**BRIEF 1:** In the post on Market Monetarism, what example of a responsible target does the author give for a central bank?
**BRIEF 2:** According to the post on Market Monetarism, why does the hot potato effect lead people to spend money sooner than they otherwise would?
**BRIEF 3:** Pick up the post on Market Monetarism and the hot potato effect from the point where it stops.

[DOCUMENT TEXT Boundary: Start]

The Hot Potato Monster

A James Alexander post

Despite some promising progress of late why is that Market Monetarism hasn’t been more widely adopted? Perhaps it’s just patient debate that’s needed. There always seems there´s a psychological step to get over before the penny drops on the idea.

One way of looking at it is via a sort of in-joke of Market Monetarists, the one about people from the “concrete steppes”. When newbies to Market Monetarism first try to get to grips with the theory they almost always have a “concrete steppes” question. It is usually posed along the lines of: “What is the transmission mechanism for monetary policy if it isn’t interest rates or QE? How can central banks really get inflation going? Can you talk me through the concrete steppes?”

The answer turns on the role or power of expectations. Krugman’s desire  for the central bank to be irresponsible, to threaten to print, or to actually print as much new money as will really scare people into actually believing that the central bank is irresponsible. Market Monetarists don’t like this irresponsible notion of a central bank, they merely want it to set the right target and promise or threaten to use all means to meet it. The target itself should be a responsible one, like 5% NGDP (Forecast) Growth. And then the central bank policy will also be responsible.

But what about the mechanism that makes people actually change their behaviour so the central bank can see a change, a move towards its target, when an economy is operating below trend nominal income (NGDP) growth. The core is the well-known “hot potato effect“. People have to believe that the central bank money creation will lead to money being devalued, and so it has to be spent sooner than otherwise as prices of real goods, services and assets rise. This creates more spending out of nothing, raises nominal demand, and enables the economy to escape from any putative liquidity trap, or monetary strangulation.

The question is why don’t more economists advocate using this very basic economic theory, or central banks really work with it? Instead, central banks have gone out of their way to neutralise the new money they have created by introducing IOER or constantly reiterating that their inflation targets are sacrosanct.

JA Hot Papato_1It is almost as if the central banks fear this hot potato effect, and have turned it into more of a “hot potato monster”. The moment the newly baked potatoes are taken out of the oven central bankers seem to fear a contagious outbreak of mad behaviour that could tip economies into out of control hyperinflation that will only be remedied with sharp rises in interest rates.

Listening to Janet Yellen at the September FOMC press conference and in her recent speech these fears seem to play a huge part in her thinking.

[DOCUMENT TEXT Boundary: End]
[DATA SUPPLIED Boundary: Start]

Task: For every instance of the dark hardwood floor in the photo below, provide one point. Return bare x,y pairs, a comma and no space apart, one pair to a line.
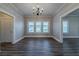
32,47
71,47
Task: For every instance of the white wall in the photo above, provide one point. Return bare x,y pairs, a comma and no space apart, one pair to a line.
67,8
39,18
18,21
73,26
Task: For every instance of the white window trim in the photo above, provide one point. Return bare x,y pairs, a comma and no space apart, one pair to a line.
34,28
67,27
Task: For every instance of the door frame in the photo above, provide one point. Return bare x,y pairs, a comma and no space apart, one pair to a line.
13,24
63,15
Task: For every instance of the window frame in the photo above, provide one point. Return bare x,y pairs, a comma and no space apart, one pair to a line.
41,27
67,27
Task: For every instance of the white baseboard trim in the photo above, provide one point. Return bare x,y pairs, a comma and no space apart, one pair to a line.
37,36
47,37
18,40
70,36
56,39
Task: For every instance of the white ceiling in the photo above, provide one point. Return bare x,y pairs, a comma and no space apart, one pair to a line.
50,9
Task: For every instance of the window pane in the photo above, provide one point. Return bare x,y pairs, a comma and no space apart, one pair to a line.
31,26
38,26
65,26
45,26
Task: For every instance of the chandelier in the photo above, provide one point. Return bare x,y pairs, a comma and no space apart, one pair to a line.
37,10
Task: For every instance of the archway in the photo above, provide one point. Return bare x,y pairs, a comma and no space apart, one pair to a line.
6,27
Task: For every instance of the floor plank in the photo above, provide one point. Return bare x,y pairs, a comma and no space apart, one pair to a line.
32,47
71,47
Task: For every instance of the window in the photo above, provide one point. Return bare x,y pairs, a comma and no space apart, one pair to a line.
45,26
65,27
38,26
31,26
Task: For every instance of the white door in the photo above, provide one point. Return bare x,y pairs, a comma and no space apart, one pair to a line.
6,29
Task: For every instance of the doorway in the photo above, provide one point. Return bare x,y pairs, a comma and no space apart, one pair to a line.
70,33
6,28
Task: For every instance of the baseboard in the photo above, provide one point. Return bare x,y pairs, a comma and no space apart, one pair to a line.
46,37
70,36
56,39
18,40
38,36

[DATA SUPPLIED Boundary: End]

**EXPECTED OUTPUT 1:** 5% NGDP (Forecast) Growth.

**EXPECTED OUTPUT 2:** People believe that central bank money creation will devalue money as prices of real goods, services and assets rise, so they spend it sooner. This creates more spending out of nothing and raises nominal demand.

**EXPECTED OUTPUT 3:**
From the Q&A on 17th September 2015 (my transcription):

” … we have immensely accommodative monetary policy in place … just to [delay] beginning to diminish the extraordinary degree of accommodation for monetary policy we would likely overshoot substantially our 2% objective and then we might have to be faced with tightening to a degree that could be disruptive to the real economy …

” …… if we maintain a highly accommodative monetary policy for a very long time from here and the economy performs as we expect … and the risks that are out there don’t materialise … [my concern [is] much more tightening in labour markets … lags will be probably slow, but eventually we will find ourselves with a substantial overshoot of our inflation objectives … forced into a kind of stop-go … we will have pushed the economy too far it will become overheated … instead of slow, steady growth … not good policy to slam on the brakes and risk a downturn in the economy …”.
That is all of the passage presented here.